[Start of Attachment]

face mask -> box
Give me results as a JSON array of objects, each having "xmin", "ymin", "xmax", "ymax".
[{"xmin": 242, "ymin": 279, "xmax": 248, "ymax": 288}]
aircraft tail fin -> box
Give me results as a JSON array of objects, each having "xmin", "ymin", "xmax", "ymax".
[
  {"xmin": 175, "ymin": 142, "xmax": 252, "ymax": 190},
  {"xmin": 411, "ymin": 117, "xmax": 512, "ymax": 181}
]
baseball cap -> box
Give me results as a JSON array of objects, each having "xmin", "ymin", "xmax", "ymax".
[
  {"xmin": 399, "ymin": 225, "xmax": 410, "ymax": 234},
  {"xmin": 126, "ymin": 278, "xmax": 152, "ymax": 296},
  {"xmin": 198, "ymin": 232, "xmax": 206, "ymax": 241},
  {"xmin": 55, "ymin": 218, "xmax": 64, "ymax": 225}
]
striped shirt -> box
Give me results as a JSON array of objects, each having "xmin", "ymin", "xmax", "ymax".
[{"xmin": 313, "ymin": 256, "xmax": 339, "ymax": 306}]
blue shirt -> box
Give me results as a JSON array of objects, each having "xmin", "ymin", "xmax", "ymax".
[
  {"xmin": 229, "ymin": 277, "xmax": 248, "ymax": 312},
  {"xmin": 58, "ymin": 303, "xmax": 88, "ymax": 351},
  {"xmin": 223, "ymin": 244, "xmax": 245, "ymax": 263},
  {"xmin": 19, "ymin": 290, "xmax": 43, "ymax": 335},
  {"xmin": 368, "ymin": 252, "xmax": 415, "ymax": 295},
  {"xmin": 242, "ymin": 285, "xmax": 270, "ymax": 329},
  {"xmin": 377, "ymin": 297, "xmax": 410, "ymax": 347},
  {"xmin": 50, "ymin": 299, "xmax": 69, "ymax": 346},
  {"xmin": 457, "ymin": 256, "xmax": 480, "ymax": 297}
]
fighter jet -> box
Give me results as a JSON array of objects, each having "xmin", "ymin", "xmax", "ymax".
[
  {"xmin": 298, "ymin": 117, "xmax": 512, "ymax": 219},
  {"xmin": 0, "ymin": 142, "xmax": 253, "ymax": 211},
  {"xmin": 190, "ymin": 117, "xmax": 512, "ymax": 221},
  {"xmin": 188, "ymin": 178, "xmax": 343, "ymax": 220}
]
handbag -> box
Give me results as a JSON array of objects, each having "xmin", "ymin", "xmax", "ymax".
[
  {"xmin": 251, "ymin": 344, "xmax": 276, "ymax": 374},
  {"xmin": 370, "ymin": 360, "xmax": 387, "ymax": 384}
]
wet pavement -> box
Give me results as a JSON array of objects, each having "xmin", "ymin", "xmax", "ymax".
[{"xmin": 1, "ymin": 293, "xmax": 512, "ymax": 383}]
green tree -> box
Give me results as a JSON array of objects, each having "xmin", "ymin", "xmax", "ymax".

[End of Attachment]

▶ _Task_
Make an exact copy of every entry.

▶ _Exercise solution_
face mask -> box
Give me results as a JSON array of objects, each having "xmin", "ymin", "xmax", "ymax".
[{"xmin": 242, "ymin": 279, "xmax": 248, "ymax": 288}]
aircraft tail fin -> box
Give me results as a JSON array of objects, each having "xmin", "ymin", "xmax", "ymax".
[
  {"xmin": 175, "ymin": 142, "xmax": 252, "ymax": 190},
  {"xmin": 411, "ymin": 117, "xmax": 512, "ymax": 181}
]
baseball cap -> box
Give me results as a JSON array of objects, each having "xmin", "ymin", "xmax", "ymax".
[
  {"xmin": 399, "ymin": 225, "xmax": 410, "ymax": 234},
  {"xmin": 126, "ymin": 278, "xmax": 152, "ymax": 296},
  {"xmin": 198, "ymin": 232, "xmax": 206, "ymax": 241},
  {"xmin": 55, "ymin": 218, "xmax": 64, "ymax": 225}
]
striped shirt -> box
Give me results as a JSON array of objects, each having "xmin", "ymin", "xmax", "ymax".
[{"xmin": 313, "ymin": 256, "xmax": 339, "ymax": 306}]
blue shirt -> box
Give me results as a JSON array of objects, each having "xmin", "ymin", "xmax", "ymax".
[
  {"xmin": 229, "ymin": 277, "xmax": 248, "ymax": 312},
  {"xmin": 58, "ymin": 303, "xmax": 88, "ymax": 351},
  {"xmin": 223, "ymin": 244, "xmax": 245, "ymax": 263},
  {"xmin": 19, "ymin": 290, "xmax": 43, "ymax": 335},
  {"xmin": 368, "ymin": 252, "xmax": 415, "ymax": 295},
  {"xmin": 242, "ymin": 285, "xmax": 270, "ymax": 329},
  {"xmin": 377, "ymin": 297, "xmax": 410, "ymax": 347},
  {"xmin": 50, "ymin": 299, "xmax": 69, "ymax": 346},
  {"xmin": 457, "ymin": 256, "xmax": 480, "ymax": 297}
]
fighter jet -> box
Give me results as a JSON array of objects, each having "xmin", "ymin", "xmax", "ymax".
[
  {"xmin": 298, "ymin": 117, "xmax": 512, "ymax": 219},
  {"xmin": 0, "ymin": 142, "xmax": 253, "ymax": 211},
  {"xmin": 190, "ymin": 117, "xmax": 512, "ymax": 221},
  {"xmin": 188, "ymin": 178, "xmax": 343, "ymax": 220}
]
handbag -> box
Give me results as a JSON array of objects, each having "xmin", "ymin", "xmax", "ymax".
[
  {"xmin": 251, "ymin": 344, "xmax": 276, "ymax": 374},
  {"xmin": 370, "ymin": 360, "xmax": 387, "ymax": 384}
]
wet pavement -> box
Give me results as a JSON array of objects, each having "xmin", "ymin", "xmax", "ymax".
[{"xmin": 1, "ymin": 293, "xmax": 512, "ymax": 383}]
green tree -> box
Give me results as a JSON array of objects, each having "xmin", "ymin", "xmax", "ymax".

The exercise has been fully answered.